──────── TEXTE FOURNI
Le Bureau de l’enquêteur correctionnel est un petit organisme indépendant chargé d’examiner les plaintes des délinquants sous responsabilité fédérale. L’enquêteur correctionnel fait office d’ombudsman et mène des enquêtes à la demande du ministre responsable ou de sa propre initiative. Il tâche de régler les plaintes en formulant des recommandations à l’intention du Service correctionnel du Canada. L’enquêteur correctionnel est nommé pour un mandat, renouvelable, d’une durée maximale de cinq ans. L’ancien enquêteur correctionnel, Ronald Stewart, a occupé ce poste pendant 26 ans, de novembre 1977 à octobre 2003.

Le Bureau du vérificateur général a réalisé une vérification du Bureau de l’enquêteur correctionnel (BEC) après avoir reçu des plaintes anonymes selon lesquelles des pratiques douteuses avaient cours au BEC. Cette vérification était axée sur les pratiques de gestion des ressources humaines ainsi que sur la possibilité de congés non déclarés, l’encaissement des crédits de congés annuels et les frais de voyage et d’accueil des cadres supérieurs du BEC et de l’ancien enquêteur correctionnel. La vérification a porté également sur certains des services financiers et des services de gestion des ressources humaines fournis par le ministère de la Sécurité publique et de la Protection civile[1] au BEC et à deux autres petits organismes indépendants.

Préoccupé par la possibilité d’abus de confiance et l’érosion des mesures de contrôle, le Comité a tenu une audience sur la vérification du Bureau de l’enquê teur correctionnel le 26 mars 2007. Il a alors entendu : Sheila Fraser, vérificatrice gén érale du Canada; Ron Stewart, ancien enquêteur correctionnel; Howard Sapers, enquêteur correctionnel actuel; Charles-Antoine St-Jean, contrôleur général du Canada; Marc O’ Sullivan, secrétaire adjoint du Cabinet, Secrétariat du personnel supérieur et des projets spéciaux, Bureau du conseil privé; de même que Suzanne Hurtubise, sous-ministre de la Sécurité publique et de la Protection civile du Canada.
────────────────
──────── DONNÉES ENREGISTRÉES
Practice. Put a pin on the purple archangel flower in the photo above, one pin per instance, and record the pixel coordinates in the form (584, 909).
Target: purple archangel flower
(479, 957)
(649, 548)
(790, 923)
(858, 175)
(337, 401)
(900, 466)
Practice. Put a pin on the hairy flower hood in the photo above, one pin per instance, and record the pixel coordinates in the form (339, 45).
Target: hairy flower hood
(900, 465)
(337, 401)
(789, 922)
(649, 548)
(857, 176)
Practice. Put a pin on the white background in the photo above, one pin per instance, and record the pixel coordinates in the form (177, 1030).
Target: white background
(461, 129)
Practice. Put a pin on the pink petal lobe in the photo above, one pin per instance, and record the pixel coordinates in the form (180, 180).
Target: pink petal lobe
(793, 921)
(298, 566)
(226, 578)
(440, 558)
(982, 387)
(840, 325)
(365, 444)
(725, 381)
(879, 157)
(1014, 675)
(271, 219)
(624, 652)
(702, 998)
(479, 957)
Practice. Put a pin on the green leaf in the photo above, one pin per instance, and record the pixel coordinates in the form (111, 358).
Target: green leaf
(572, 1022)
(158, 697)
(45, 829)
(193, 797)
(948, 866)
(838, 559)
────────────────
──────── DONNÉES ENREGISTRÉES
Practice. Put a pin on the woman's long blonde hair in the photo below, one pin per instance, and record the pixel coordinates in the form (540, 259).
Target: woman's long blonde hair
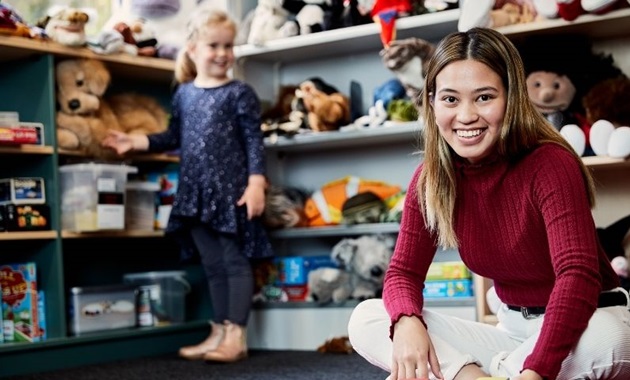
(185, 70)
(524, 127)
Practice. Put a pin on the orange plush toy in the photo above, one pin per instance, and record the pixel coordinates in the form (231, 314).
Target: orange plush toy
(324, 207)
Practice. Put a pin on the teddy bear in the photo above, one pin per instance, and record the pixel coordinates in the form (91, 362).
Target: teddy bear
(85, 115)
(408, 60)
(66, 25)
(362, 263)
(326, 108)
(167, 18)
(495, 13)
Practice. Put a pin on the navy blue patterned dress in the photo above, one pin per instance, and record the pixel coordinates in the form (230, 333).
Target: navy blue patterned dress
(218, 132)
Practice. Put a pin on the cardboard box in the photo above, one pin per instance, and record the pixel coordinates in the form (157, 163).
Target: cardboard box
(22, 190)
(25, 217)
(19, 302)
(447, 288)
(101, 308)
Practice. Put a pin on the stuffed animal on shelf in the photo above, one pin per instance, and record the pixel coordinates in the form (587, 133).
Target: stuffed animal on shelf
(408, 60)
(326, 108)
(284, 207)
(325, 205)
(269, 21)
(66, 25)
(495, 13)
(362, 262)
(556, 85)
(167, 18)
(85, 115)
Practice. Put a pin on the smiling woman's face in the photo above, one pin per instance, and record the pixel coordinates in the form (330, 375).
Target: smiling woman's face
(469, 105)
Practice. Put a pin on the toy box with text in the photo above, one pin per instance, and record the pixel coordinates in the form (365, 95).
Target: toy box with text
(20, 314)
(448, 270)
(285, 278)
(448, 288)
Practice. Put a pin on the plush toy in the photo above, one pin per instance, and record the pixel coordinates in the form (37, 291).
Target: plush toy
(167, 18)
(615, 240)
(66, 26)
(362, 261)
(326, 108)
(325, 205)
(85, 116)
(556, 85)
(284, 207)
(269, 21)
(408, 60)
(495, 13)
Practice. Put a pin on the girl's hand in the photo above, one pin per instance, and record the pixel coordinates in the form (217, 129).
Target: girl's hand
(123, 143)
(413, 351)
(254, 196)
────────────────
──────── DONNÉES ENREGISTRÉES
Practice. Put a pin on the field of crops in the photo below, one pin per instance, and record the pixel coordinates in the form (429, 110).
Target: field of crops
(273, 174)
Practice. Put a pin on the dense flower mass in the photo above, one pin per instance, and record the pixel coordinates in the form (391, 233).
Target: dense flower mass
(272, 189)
────────────────
**TRAVAIL DEMANDÉ**.
• 1. Sélectionnez puis recopiez chaque ligne des entrées qui contient le mot « purple », en tenant compte de la casse.
• 2. Prolongez le texte sur la vérification du Bureau de l'enquêteur correctionnel à partir de sa dernière phrase.

**RÉSULTATS OBTENUS**.
• 1.
Practice. Put a pin on the purple archangel flower in the photo above, one pin per instance, and record the pixel coordinates in the form (584, 909).
Target: purple archangel flower

• 2.
CONTEXTE

Il ne s’agit pas de la première vérification d’un petit organisme. En 2003, le Bureau du vérificateur général a enquêté sur le Commissariat à la protection de la vie privée du Canada[2]. Le Comité permanent des comptes publics a tenu trois audiences sur cette vérification-là en octobre 2003 et a publié son rapport en avril 2004[3]. Cette vérification a mis au jour de nombreuses irrégularités concernant les frais d’ accueil et de voyage de l’ancien commissaire à la protection de la vie privée, ainsi que dans les pratiques de ressources humaines du Commissariat. Le Comité a recommandé que la Commission de la fonction publique et le Secrétariat du Conseil du Trésor resserrent la surveillance des petits organismes.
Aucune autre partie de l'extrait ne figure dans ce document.